__WORK ORDER__
Leaving out every picture, quote the data below exactly as it appears.

__DATA FOR THE TASK__
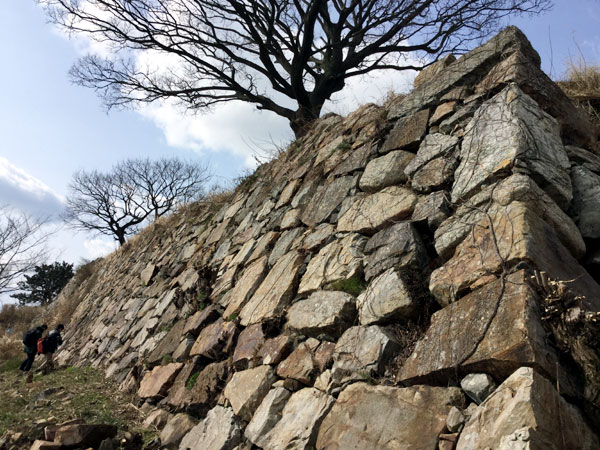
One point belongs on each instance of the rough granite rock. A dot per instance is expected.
(526, 412)
(300, 419)
(387, 170)
(387, 418)
(267, 415)
(275, 292)
(324, 312)
(387, 298)
(369, 214)
(339, 260)
(247, 388)
(220, 430)
(511, 133)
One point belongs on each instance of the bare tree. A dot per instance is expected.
(273, 53)
(22, 247)
(119, 202)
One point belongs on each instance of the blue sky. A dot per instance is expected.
(49, 127)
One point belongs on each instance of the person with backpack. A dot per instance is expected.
(30, 340)
(48, 346)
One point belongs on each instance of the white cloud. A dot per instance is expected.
(97, 248)
(23, 191)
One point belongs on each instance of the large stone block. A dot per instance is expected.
(526, 412)
(387, 418)
(275, 292)
(324, 312)
(510, 133)
(371, 213)
(300, 419)
(494, 330)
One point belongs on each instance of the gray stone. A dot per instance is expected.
(511, 133)
(387, 170)
(433, 146)
(387, 298)
(300, 419)
(478, 386)
(339, 260)
(363, 349)
(371, 213)
(267, 415)
(220, 430)
(385, 417)
(324, 312)
(176, 428)
(526, 412)
(397, 246)
(275, 292)
(246, 390)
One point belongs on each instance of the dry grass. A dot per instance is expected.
(582, 85)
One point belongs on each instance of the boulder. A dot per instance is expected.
(324, 312)
(216, 340)
(434, 146)
(174, 431)
(387, 170)
(387, 298)
(275, 292)
(495, 330)
(407, 132)
(246, 390)
(337, 261)
(526, 412)
(365, 350)
(369, 214)
(267, 415)
(397, 246)
(478, 386)
(385, 417)
(510, 133)
(300, 419)
(159, 380)
(220, 430)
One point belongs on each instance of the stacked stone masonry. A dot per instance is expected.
(339, 296)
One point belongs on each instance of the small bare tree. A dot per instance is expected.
(119, 202)
(273, 53)
(22, 247)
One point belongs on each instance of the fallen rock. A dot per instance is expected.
(478, 386)
(159, 380)
(324, 312)
(371, 213)
(300, 419)
(220, 430)
(267, 415)
(364, 350)
(177, 427)
(387, 298)
(526, 412)
(246, 390)
(275, 292)
(384, 417)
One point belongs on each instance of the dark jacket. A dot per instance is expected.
(37, 334)
(53, 340)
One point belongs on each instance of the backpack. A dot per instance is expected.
(29, 337)
(40, 345)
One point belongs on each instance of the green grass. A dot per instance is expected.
(353, 286)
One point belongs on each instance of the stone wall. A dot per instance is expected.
(393, 277)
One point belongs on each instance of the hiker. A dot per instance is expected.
(49, 346)
(30, 340)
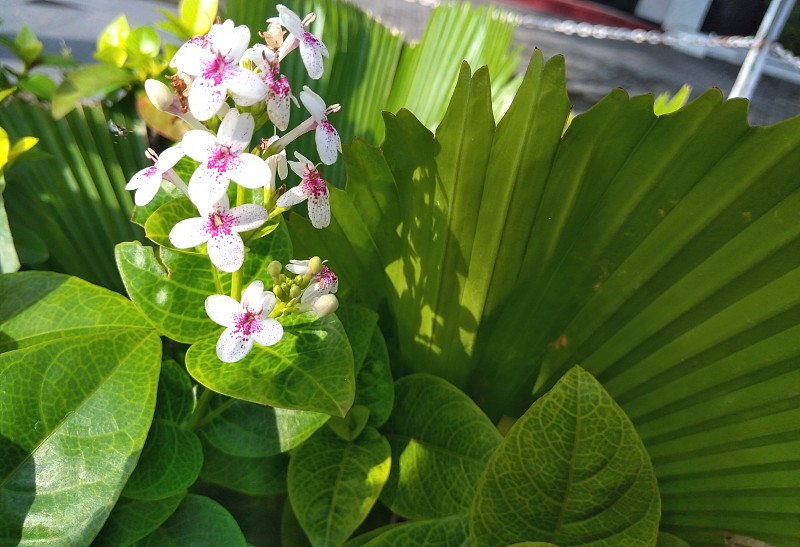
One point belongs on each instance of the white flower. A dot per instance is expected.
(147, 181)
(311, 48)
(219, 226)
(279, 92)
(223, 159)
(326, 137)
(325, 282)
(278, 166)
(213, 61)
(245, 323)
(312, 188)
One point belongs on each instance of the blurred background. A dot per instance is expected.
(594, 66)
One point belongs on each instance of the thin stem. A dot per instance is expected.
(200, 410)
(217, 280)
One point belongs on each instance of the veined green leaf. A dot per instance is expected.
(198, 521)
(571, 471)
(333, 483)
(78, 376)
(249, 430)
(131, 520)
(440, 442)
(311, 368)
(262, 476)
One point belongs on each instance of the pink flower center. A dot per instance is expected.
(312, 184)
(215, 70)
(247, 323)
(219, 158)
(219, 223)
(326, 278)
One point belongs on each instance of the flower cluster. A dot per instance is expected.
(223, 82)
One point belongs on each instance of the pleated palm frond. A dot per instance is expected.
(661, 253)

__EXPECTED OUTPUT__
One point belongs on each instance of the rough granite rock. A dot per instance is expected.
(526, 412)
(300, 419)
(387, 170)
(387, 418)
(267, 415)
(275, 292)
(324, 312)
(387, 298)
(369, 214)
(339, 260)
(247, 388)
(220, 430)
(511, 133)
One point belongs on each instance of the bare tree. A dot per instance is expected.
(273, 53)
(22, 247)
(119, 202)
One point belongs on each instance of the blue sky. A dot per instance is expected.
(49, 127)
One point belongs on each instance of the person with backpack. A dot per instance is expected.
(30, 340)
(48, 346)
One point belongs on each instance of the white cloud. A dot per instance is expected.
(97, 248)
(23, 191)
One point belongs on each instance of the large stone block. A dot per instance is expected.
(526, 412)
(387, 418)
(275, 292)
(324, 312)
(510, 133)
(371, 213)
(300, 419)
(494, 330)
One point belongs on each instance of the gray stone. A dot per instance is expected.
(511, 133)
(387, 170)
(433, 146)
(387, 298)
(300, 419)
(478, 386)
(339, 260)
(363, 349)
(371, 213)
(267, 415)
(220, 430)
(385, 417)
(324, 312)
(176, 428)
(526, 412)
(397, 246)
(275, 292)
(246, 390)
One point belongs on each instance of the dry grass. A dot per instance is expected.
(582, 85)
One point belongs on each instance of the boulder. A dot per instance is expected.
(324, 312)
(216, 340)
(434, 146)
(174, 431)
(387, 170)
(387, 298)
(275, 292)
(495, 330)
(407, 132)
(246, 390)
(337, 261)
(526, 412)
(365, 350)
(369, 214)
(267, 415)
(397, 246)
(478, 386)
(385, 417)
(510, 133)
(300, 419)
(159, 380)
(220, 430)
One point belongs on each instance of the stacked stone masonry. A dot per instance is expected.
(339, 296)
One point belongs on each instance of the small bare tree. A dot per instance is expected.
(119, 202)
(273, 53)
(22, 247)
One point belongs on each instance of the fallen rock. A dot per instance is expected.
(478, 386)
(159, 380)
(324, 312)
(371, 213)
(300, 419)
(220, 430)
(267, 415)
(364, 350)
(177, 427)
(387, 298)
(526, 412)
(246, 390)
(275, 292)
(384, 417)
One point belongs on each instance of the dark jacket. A dot per instance is expected.
(37, 334)
(53, 340)
One point belongs on each instance of the backpack. A dot per instance is expected.
(29, 337)
(40, 345)
One point belongs on each instance of the green grass. A dot per instance is expected.
(353, 286)
One point belongs on each instance of the stone wall. A dot per instance is expected.
(393, 277)
One point belongs on each instance of the hiker. A dot per instance is expected.
(49, 346)
(30, 340)
One point belongs on each instance of the white flower. A dot per instance is expected.
(147, 181)
(311, 48)
(219, 226)
(279, 92)
(223, 159)
(326, 137)
(325, 282)
(278, 166)
(213, 61)
(245, 323)
(312, 188)
One point belongs on each instance of the blurred background. A dot per instance is expected.
(594, 66)
One point belongs on each instance of the thin stem. A dot per instance is expected.
(200, 410)
(217, 280)
One point belongs on each instance of the veined green leaf. A dot per instance is expected.
(198, 521)
(571, 471)
(333, 483)
(78, 376)
(249, 430)
(131, 520)
(440, 442)
(311, 368)
(262, 476)
One point belongs on each instance of the pink flower center. A dot per instance is expected.
(312, 184)
(215, 70)
(247, 323)
(219, 158)
(219, 223)
(326, 278)
One point belongs on each instance of the flower cluster. A dot per instance is expected.
(223, 82)
One point belongs on each instance of the pleated palm frond. A dot per instance is expected.
(661, 253)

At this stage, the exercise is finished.